Your task is to retype the listing word for word.
┌─ Exercise material
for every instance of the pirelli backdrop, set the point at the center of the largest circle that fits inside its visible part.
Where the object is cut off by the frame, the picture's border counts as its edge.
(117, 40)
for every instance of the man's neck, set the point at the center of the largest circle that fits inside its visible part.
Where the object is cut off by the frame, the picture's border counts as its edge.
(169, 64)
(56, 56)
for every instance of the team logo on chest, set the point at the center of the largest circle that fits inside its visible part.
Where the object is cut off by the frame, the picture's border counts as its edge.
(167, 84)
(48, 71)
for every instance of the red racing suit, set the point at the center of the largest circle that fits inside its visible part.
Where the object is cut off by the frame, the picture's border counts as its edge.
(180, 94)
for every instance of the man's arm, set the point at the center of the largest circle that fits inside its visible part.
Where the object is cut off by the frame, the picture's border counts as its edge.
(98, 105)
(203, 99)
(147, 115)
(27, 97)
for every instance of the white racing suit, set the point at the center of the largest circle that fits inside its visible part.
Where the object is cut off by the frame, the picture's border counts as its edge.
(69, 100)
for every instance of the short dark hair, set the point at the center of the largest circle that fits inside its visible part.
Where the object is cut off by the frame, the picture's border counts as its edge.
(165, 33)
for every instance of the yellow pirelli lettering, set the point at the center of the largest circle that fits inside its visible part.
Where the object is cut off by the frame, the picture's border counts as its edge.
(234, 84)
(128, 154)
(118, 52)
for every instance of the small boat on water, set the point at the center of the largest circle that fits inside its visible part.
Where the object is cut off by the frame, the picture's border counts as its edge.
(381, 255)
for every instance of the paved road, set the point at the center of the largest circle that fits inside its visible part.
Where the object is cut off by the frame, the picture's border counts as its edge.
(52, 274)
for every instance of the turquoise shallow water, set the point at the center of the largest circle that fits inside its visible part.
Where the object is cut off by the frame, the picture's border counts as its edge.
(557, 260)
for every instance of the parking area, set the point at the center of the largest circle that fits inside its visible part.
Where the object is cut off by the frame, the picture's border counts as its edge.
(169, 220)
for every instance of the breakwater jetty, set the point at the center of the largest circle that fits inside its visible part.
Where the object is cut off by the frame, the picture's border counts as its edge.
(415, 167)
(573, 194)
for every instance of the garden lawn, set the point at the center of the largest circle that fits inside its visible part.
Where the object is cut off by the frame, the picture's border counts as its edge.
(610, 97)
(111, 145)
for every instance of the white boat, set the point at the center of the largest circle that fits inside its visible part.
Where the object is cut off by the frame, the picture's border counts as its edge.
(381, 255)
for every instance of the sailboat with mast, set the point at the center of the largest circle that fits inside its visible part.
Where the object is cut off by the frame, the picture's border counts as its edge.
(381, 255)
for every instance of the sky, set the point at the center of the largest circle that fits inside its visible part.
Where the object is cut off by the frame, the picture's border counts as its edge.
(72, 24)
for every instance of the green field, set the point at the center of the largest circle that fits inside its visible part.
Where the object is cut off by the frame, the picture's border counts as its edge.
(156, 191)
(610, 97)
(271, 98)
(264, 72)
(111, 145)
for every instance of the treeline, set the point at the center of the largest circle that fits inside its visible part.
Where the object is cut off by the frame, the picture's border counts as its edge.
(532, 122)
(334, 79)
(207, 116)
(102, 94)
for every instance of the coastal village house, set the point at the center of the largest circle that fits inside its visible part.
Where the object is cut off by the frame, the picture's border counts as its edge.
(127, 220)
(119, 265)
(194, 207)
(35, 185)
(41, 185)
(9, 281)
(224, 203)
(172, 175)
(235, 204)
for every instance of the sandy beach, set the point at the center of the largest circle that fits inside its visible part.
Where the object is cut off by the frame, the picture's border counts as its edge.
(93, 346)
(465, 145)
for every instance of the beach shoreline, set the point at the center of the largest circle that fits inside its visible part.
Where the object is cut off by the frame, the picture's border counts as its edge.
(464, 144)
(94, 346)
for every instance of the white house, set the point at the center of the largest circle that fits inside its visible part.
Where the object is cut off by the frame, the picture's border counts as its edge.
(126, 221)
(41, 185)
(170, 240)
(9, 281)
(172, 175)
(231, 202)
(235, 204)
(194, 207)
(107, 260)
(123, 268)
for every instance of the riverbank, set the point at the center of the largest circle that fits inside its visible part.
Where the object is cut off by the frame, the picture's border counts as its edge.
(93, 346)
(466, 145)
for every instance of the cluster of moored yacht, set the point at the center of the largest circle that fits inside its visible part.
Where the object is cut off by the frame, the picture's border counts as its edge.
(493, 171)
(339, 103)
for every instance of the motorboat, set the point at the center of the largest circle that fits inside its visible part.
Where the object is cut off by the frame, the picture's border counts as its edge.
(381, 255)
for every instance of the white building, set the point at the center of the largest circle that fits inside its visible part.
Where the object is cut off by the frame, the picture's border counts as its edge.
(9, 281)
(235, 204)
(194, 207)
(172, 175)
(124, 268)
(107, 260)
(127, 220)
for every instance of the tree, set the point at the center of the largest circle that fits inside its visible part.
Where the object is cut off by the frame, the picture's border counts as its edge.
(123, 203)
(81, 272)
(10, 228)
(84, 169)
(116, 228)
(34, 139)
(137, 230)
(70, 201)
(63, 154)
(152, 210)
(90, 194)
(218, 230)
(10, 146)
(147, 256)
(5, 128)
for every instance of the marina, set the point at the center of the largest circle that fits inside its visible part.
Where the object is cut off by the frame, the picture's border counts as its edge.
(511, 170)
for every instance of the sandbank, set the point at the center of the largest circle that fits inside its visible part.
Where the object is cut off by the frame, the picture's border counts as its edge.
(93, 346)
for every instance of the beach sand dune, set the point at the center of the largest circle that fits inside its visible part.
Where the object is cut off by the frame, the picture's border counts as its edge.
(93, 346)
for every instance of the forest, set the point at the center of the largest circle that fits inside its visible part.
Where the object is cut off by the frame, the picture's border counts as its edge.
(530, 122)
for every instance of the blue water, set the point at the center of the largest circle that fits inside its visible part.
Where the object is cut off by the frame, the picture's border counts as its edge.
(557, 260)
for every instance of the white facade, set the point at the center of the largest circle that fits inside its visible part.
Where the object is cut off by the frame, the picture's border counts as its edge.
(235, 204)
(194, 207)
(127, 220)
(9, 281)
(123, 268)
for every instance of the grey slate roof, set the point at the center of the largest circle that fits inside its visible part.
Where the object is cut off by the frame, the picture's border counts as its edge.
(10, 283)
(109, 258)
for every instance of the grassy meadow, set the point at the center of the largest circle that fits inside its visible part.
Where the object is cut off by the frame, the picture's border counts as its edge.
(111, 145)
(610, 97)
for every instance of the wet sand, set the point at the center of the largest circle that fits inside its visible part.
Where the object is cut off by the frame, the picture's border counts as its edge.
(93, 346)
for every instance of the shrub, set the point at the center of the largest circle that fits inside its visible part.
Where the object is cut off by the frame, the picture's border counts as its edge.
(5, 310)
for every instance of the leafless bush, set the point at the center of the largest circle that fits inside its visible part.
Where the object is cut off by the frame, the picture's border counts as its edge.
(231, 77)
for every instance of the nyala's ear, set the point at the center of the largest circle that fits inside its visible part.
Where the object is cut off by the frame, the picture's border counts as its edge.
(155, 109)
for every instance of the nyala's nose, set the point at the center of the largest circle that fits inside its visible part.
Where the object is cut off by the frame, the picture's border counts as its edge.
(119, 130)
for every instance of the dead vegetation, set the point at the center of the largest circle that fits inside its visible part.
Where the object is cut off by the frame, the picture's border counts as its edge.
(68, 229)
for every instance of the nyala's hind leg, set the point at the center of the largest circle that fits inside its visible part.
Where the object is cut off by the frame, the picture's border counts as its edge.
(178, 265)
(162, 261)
└─
**Response**.
for every instance of the pirelli backdrop, set the point at the center of the largest circle that fits inside its visible part.
Where the object is cut off by the frame, the picture's border counts as its edge.
(117, 40)
for every instance of the man's neck, set the point at the center of the largest circle that fits inside its visible part.
Where the object is cut off by the frame, the picture's border counts as its edge.
(169, 64)
(56, 56)
for every instance of the team logo on chest, set the point at the center of the largest circle that fits inside its visible part.
Where the object is cut off by the frame, the picture's border counts as its edge.
(167, 84)
(48, 71)
for every instance of the red racing suit, set the point at the center of the largest circle that fits inside its visible part.
Where the object is cut off by the frame, the picture's border counts as its edge.
(180, 94)
for every instance of the man's arm, set the point at the center of the largest circle that fits inside its visible part.
Where the object is cut off by the frame, the picture's border counts as its edge.
(98, 105)
(203, 99)
(147, 115)
(27, 97)
for every instance of the white racing suit, set the point at the center of the largest circle that fits inside its visible part.
Where the object is cut off by the frame, the picture's border counts as its edge.
(69, 100)
for every instance of the short dark hair, set the point at the center of the largest circle that fits inside its visible part.
Where the object is cut off by the frame, the picture's border counts as its edge.
(165, 33)
for every instance of the yellow pirelli lettering, set the point at the center of the largest circle that fits inside its visible part.
Where the object is cut off by the frame, the picture's border counts as its edge.
(234, 84)
(128, 154)
(118, 52)
for every instance of the small boat on water, set the point at the center of the largest circle that fits inside its visible part.
Where the object is cut off by the frame, the picture's border counts as its edge.
(381, 255)
for every instance of the paved road, set the point at the center of the largest circle that fits inside its visible part.
Where the object is cut off by the frame, the picture's border counts as its edge.
(52, 274)
for every instance of the turquoise shallow water, set the point at the center of the largest circle that fits inside its visible part.
Where the object is cut off by the frame, the picture's border counts as its edge.
(557, 260)
for every instance of the parking area, set the point at the center of the largest circle that fits inside its visible part.
Where the object is cut off by the frame, the picture's border counts as its edge.
(169, 220)
for every instance of the breakwater jetty, set the point at the center of the largest circle that fits inside its visible part.
Where the object is cut off by the frame, the picture's border counts as its edge.
(415, 167)
(573, 194)
for every instance of the garden lawn, set the point at the center of the largest circle that fits inside its visible part.
Where the object is cut off by the frame, the picture's border counts as its edge.
(610, 97)
(111, 145)
for every instance of the white boat, set the point at the center of the largest circle that fits inside its visible part.
Where the object is cut off by the frame, the picture's border counts as its edge.
(381, 255)
for every instance of the sailboat with mast, set the point at the center of the largest circle that fits inside its visible part.
Where the object is cut off by the frame, the picture's border counts as its edge.
(381, 255)
for every instance of the sky, set the point at the center of the largest circle that fits inside its visible part.
Where the object is cut off by the frame, the picture's border counts as its edge.
(72, 24)
for every instance of the green field, set the point at the center of the largest circle that fits inside its visible part.
Where the object is cut off by the frame, the picture's border counts as its edge.
(156, 191)
(610, 97)
(271, 98)
(264, 72)
(111, 145)
for every instance of the treeline, set the point at the center of the largest circle that fits inside its visible part.
Where the object is cut off by the frame, the picture's border counts as its edge.
(532, 122)
(334, 79)
(207, 116)
(102, 94)
for every instance of the coastal village house, set the point at the center of the largest circle that fits inside its visible part.
Where the object is cut off by the frame, the picture's border counts as its edge.
(127, 220)
(119, 265)
(194, 207)
(35, 185)
(41, 185)
(9, 281)
(224, 203)
(172, 175)
(235, 204)
for every instance of the sandy beach, set the point at the center of the largest circle that fits inside its visible part.
Where the object is cut off by the frame, the picture's border counts as its edge.
(93, 346)
(465, 145)
for every instance of the beach shoreline, set the point at the center of the largest circle that fits inside its visible part.
Where the object is cut off by the frame, the picture's border counts as its edge.
(464, 144)
(94, 346)
for every instance of the white house, set the point at the center of the largest circle that fits inside its visible part.
Where the object is cut off by the frame, the picture's border counts as its edge.
(126, 221)
(41, 185)
(170, 240)
(9, 281)
(172, 175)
(231, 202)
(235, 204)
(194, 207)
(107, 260)
(123, 268)
for every instance of the riverbank, set the point at the center of the largest circle that fits inside its visible part.
Where the object is cut off by the frame, the picture's border counts as its edge.
(93, 346)
(466, 145)
for every instance of the cluster of moored yacht, set the point at the center of the largest circle that fits inside its visible part.
Where the object is cut off by the frame, the picture's border counts as its edge.
(493, 171)
(339, 103)
for every instance of the motorboat, set the point at the center of the largest circle that fits inside its visible part.
Where the object is cut off by the frame, the picture's border counts as its edge.
(381, 255)
for every instance of the white building, set the point at the center of the largest circle that fits inside its visible part.
Where the object is cut off by the frame, the picture's border counts as its edge.
(9, 281)
(235, 204)
(194, 207)
(172, 175)
(124, 268)
(107, 260)
(127, 220)
for every instance of the tree, set the point at the center of the largest circle that fits inside its visible part.
Where the object is cut off by the frame, the picture's border counts as its edge.
(123, 203)
(81, 272)
(10, 228)
(84, 169)
(116, 228)
(34, 139)
(137, 230)
(70, 201)
(63, 154)
(152, 210)
(90, 194)
(218, 230)
(10, 146)
(147, 256)
(5, 128)
for every instance of the marina, set the point at the center of the largest circle that fits inside its visible part.
Where the object is cut off by the frame, the picture's border counts as its edge.
(511, 170)
for every instance of the sandbank, set the point at the center of the largest circle that fits inside its visible part.
Where the object is cut off by the frame, the picture's border counts as its edge.
(93, 346)
for every instance of the beach sand dune, set the point at the center of the largest circle that fits inside its visible part.
Where the object is cut off by the frame, the picture's border counts as its edge.
(93, 346)
for every instance of the forest, set the point at the center of the largest circle that fits inside its visible part.
Where the object is cut off by the frame, the picture's border counts as its edge.
(530, 122)
for every instance of the blue water, set the point at the center of the largest circle that fits inside its visible part.
Where the object is cut off by the frame, the picture's border counts as its edge.
(557, 260)
for every instance of the white facade, set the point at the center of the largest circle that fits inside its visible part.
Where the object is cut off by the frame, the picture's border counts as its edge.
(235, 204)
(194, 207)
(127, 220)
(9, 281)
(123, 268)
for every instance of the grey slate roof, set the point at the center of the largest circle that fits inside its visible part.
Where the object is cut off by the frame, the picture's border counts as its edge.
(10, 283)
(109, 258)
for every instance of the grassy meadow, set the point at the center of the largest circle that fits inside its visible part.
Where the object is cut off by the frame, the picture's border counts as its edge.
(111, 145)
(610, 97)
for every instance of the wet sand, set the point at the center of the largest circle that fits inside its visible part.
Where the object is cut off by the frame, the picture's border counts as its edge.
(93, 346)
for every instance of the shrub, set the point at the center of the largest circle that fits inside its visible part.
Where the object is cut off by the frame, the picture's border counts as its edge.
(5, 310)
for every instance of the leafless bush, set the point at the center of the largest circle that fits inside its visible part.
Where the object is cut off by the frame, the picture's border counts as its edge.
(231, 77)
for every instance of the nyala's ear, set the point at the center of the largest circle that fits inside its visible part.
Where the object is cut off by the frame, the picture's border counts as its edge.
(155, 109)
for every instance of the nyala's nose, set the point at the center of the largest circle that fits inside its visible part.
Where the object is cut off by the frame, the picture's border counts as its edge.
(119, 130)
for every instance of the dead vegetation, set the point at the center of the largest circle that fits inside its visible part.
Where the object is cut off by the frame, the picture's border counts as its edge.
(68, 229)
for every instance of the nyala's hind leg, set the point at the center of the largest circle that fits inside its visible part.
Where the object is cut off by the frame, the picture's border counts as its edge.
(178, 265)
(162, 261)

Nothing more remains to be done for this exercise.